_BRIEF A_: According to the restaurant review, how many suites does the Rosewood Miramar Beach resort have?
_BRIEF B_: Rewrite the part of the restaurant review that opens with the words containing "For the purpose" and closes with "best of ways.", changing "cabins" to "cottages".

Caruso’s at Rosewood Miramar Beach

1759 S. Jameson Lane,
Montecito, CA 93108
Price: $$$$

By MICHAEL AUSHENKER | Contributing Writer

When it comes to proper nouns, Rick Caruso, esteemed developer of Southern California’s top-tier retail centers, has become sort of a mini-nightmare for this journalist. When writing in print about Caruso, one must distinguish for the reader: Are you referring to Caruso the man or Caruso the firm (formerly known as Caruso Affiliated)? You could also be talking about Caruso Drive, a street that leads into the Americana at Brand, his downtown Glendale retail empire.

Add to the mix—Caruso’s, the crown jewel of seven eateries, which opened March 1 with the other components of Caruso’s ambitious Rosewood Miramar Beach resort in Montecito.

So while it may take some work to differentiate Caruso’s from the man, the firm and the rest, I’m happy to report that Caruso’s, an elegant fine dining experience with American Riviera oceanic views, is anything but a nightmare. This destination is not only worth the drive up the coast, it should be high priority.

For the purpose of editorial space, I will spare you details about the eye-popping, 161-suite Rosewood Miramar Beach resort itself; a stunning, singular Caruso masterpiece in nostalgic Cape Cod architectural style sprawled across 16 acres of premium beachside Montecito property, literally divided by active Amtrak-ridden railroad tracks.

Caruso’s, flanked by Pacific blue-view cabins with a patio deck that bleeds into the restaurant’s interior, takes itself very seriously in the best of ways.

The menu, executed by Caruso’s team Executive Chef Massimo Falsini, Chef De Cuisine Paul Osborne and Executive Pastry Chef Benjamin Kunert, is a powerhouse experience that is overwhelmingly Italian by way of California, with fruits and vegetables sourced from local Santa Barbara area farmers markets.

_DATA EXTRACT_:
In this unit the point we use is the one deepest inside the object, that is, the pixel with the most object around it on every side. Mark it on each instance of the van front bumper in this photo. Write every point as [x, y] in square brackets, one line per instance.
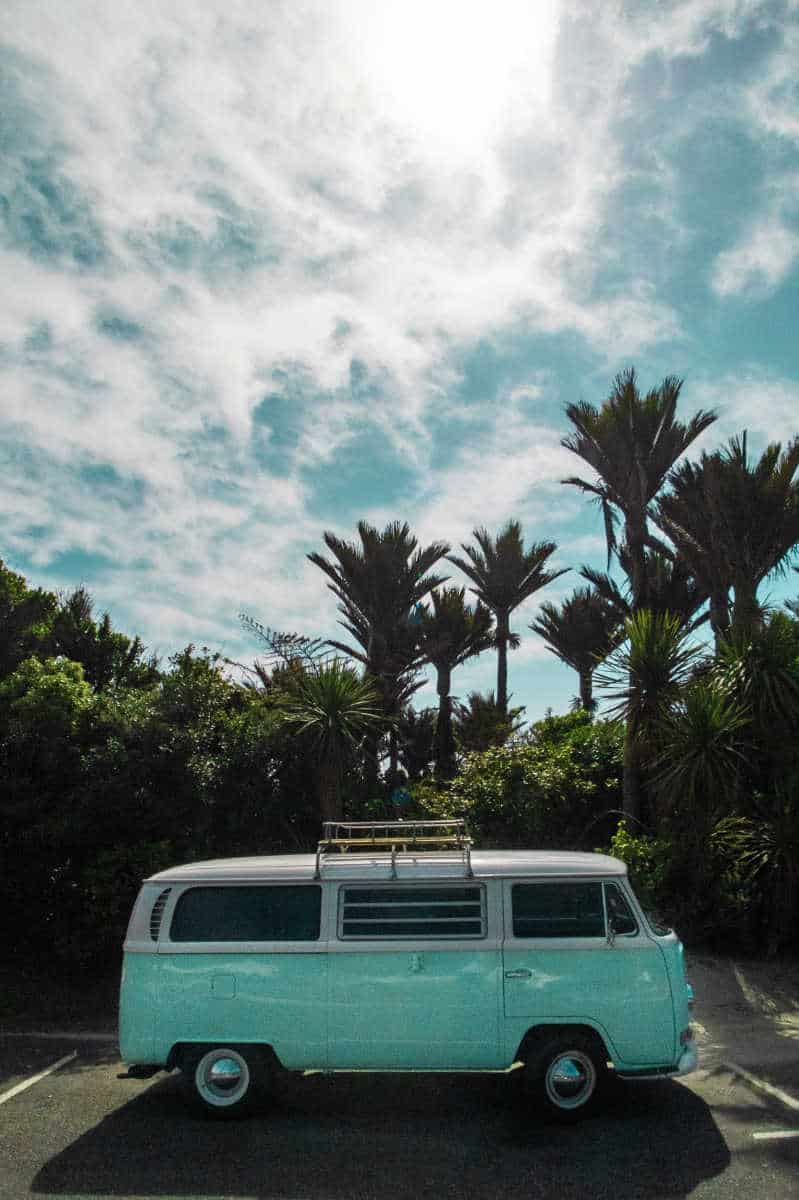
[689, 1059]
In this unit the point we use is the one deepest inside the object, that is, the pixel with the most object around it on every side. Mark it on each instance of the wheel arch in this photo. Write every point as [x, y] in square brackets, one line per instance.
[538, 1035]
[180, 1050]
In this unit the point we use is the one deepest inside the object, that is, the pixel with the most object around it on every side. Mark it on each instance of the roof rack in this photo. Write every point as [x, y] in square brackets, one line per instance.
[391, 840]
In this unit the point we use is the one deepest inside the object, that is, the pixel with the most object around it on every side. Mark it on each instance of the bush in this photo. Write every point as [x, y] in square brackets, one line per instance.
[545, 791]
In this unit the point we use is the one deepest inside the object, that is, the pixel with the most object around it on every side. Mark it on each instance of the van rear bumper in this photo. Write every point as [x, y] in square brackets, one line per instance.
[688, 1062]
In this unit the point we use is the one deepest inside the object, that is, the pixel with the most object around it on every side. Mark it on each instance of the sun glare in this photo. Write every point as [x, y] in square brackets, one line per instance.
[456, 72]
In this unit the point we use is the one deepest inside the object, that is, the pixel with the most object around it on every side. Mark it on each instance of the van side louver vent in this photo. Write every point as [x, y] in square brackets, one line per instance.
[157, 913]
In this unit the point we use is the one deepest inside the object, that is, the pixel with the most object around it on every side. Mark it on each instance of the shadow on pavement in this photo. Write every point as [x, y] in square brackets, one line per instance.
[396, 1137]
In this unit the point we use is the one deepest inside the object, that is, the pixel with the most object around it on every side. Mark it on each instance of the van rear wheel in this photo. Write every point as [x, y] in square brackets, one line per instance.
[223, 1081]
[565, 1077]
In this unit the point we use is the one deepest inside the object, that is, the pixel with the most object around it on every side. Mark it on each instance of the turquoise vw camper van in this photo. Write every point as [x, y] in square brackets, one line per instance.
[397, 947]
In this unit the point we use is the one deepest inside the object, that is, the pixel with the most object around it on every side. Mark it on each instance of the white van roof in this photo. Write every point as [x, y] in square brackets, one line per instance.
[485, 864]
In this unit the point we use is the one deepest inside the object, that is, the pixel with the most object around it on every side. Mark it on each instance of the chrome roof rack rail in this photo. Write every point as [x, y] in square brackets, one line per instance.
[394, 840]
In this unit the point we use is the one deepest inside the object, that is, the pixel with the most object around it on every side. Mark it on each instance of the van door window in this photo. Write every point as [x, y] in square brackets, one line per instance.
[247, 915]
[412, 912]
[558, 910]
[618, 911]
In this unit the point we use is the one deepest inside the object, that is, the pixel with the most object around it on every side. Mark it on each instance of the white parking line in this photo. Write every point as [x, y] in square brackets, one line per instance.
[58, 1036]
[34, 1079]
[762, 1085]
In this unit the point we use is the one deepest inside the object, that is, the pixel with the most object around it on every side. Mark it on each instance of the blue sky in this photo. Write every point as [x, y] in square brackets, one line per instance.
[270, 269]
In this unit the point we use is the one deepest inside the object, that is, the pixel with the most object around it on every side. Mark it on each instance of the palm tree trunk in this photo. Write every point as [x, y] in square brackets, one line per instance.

* * *

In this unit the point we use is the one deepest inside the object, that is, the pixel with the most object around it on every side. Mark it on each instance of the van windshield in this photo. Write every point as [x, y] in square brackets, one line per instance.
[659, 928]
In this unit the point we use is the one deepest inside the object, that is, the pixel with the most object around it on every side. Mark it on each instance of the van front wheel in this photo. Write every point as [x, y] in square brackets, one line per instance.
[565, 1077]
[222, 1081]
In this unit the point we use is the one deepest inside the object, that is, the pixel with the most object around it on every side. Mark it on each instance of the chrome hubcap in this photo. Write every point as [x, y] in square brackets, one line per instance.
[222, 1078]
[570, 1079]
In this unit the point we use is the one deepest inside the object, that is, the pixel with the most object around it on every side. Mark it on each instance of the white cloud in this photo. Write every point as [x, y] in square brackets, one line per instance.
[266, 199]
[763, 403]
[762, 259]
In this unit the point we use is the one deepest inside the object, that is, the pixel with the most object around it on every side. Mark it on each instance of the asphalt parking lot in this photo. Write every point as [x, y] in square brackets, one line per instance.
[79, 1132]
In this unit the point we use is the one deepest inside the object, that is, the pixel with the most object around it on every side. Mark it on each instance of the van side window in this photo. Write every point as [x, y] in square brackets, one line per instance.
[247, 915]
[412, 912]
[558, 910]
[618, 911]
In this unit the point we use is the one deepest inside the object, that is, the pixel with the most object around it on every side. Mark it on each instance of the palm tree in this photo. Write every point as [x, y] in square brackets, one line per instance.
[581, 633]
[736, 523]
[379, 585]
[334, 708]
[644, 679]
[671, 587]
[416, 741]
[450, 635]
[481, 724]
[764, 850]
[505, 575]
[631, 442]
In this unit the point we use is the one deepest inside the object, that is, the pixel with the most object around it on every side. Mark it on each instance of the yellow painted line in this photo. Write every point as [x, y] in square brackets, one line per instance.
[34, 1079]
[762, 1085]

_CORRECT RESPONSE A_: 161

_CORRECT RESPONSE B_:
For the purpose of editorial space, I will spare you details about the eye-popping, 161-suite Rosewood Miramar Beach resort itself; a stunning, singular Caruso masterpiece in nostalgic Cape Cod architectural style sprawled across 16 acres of premium beachside Montecito property, literally divided by active Amtrak-ridden railroad tracks.

Caruso’s, flanked by Pacific blue-view cottages with a patio deck that bleeds into the restaurant’s interior, takes itself very seriously in the best of ways.